Outline labeling records:
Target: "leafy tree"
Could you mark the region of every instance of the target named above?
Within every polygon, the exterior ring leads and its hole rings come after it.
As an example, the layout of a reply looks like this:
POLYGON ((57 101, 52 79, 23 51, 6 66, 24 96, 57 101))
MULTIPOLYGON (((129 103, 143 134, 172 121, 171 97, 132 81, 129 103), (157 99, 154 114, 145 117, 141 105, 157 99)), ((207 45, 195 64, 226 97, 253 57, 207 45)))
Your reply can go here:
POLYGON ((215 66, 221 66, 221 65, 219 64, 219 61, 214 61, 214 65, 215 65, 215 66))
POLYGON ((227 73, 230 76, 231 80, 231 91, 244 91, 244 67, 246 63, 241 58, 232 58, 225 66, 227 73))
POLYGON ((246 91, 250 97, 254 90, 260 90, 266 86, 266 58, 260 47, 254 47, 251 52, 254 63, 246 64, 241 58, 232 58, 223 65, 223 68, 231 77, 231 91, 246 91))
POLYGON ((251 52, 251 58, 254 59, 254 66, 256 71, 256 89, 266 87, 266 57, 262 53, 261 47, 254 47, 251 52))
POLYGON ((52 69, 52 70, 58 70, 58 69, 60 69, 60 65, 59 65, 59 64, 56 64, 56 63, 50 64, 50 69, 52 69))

---

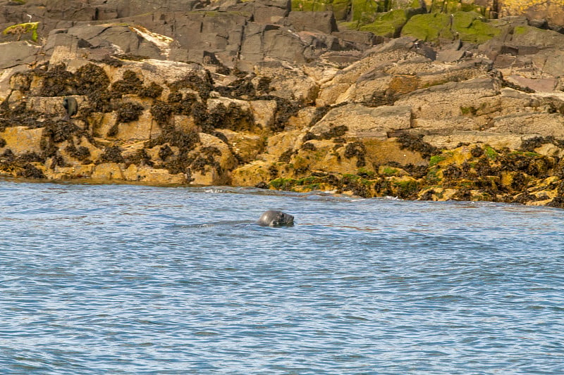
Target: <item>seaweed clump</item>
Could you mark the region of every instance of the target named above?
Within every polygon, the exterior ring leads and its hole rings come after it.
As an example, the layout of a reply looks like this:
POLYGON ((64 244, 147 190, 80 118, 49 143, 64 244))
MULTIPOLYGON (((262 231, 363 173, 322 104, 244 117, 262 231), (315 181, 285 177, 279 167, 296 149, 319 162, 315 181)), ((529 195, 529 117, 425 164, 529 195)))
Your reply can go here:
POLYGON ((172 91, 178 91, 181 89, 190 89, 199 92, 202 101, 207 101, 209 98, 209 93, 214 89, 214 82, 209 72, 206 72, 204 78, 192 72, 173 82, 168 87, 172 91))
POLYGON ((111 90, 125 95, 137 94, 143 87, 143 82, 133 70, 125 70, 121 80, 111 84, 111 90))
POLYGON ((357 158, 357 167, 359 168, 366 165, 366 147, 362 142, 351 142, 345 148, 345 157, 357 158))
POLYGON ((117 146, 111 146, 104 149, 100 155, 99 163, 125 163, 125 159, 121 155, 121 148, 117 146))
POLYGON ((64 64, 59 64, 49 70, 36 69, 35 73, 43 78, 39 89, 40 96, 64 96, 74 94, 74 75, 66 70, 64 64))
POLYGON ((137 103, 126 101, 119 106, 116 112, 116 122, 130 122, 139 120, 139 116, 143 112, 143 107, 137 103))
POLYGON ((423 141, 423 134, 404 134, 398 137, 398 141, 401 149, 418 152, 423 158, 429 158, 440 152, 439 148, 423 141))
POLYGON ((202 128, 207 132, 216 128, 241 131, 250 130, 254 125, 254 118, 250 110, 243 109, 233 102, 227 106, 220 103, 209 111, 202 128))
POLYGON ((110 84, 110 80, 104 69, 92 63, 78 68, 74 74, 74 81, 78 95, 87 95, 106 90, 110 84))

**Task prompt**. Pick out each line of the data above that contains the string "MULTIPOLYGON", and copy those lines.

**Output below**.
MULTIPOLYGON (((129 103, 143 134, 172 121, 171 97, 132 81, 129 103), (157 99, 154 114, 145 117, 141 105, 157 99)), ((207 45, 195 64, 226 97, 253 57, 207 45)))
MULTIPOLYGON (((262 231, 363 173, 322 104, 244 117, 262 231), (315 181, 285 177, 279 167, 296 149, 319 162, 315 181)), ((529 195, 529 117, 425 164, 529 195)))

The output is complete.